Your goal:
Set the entries down once more, exactly as they are worded.

Material to process:
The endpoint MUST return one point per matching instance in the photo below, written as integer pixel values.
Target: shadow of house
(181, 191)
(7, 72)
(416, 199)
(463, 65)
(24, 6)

Answer box:
The endpoint MUST return one point per matching instance in the photo below, written as integer pixel values.
Target: shadow of house
(181, 191)
(7, 72)
(416, 199)
(463, 65)
(24, 6)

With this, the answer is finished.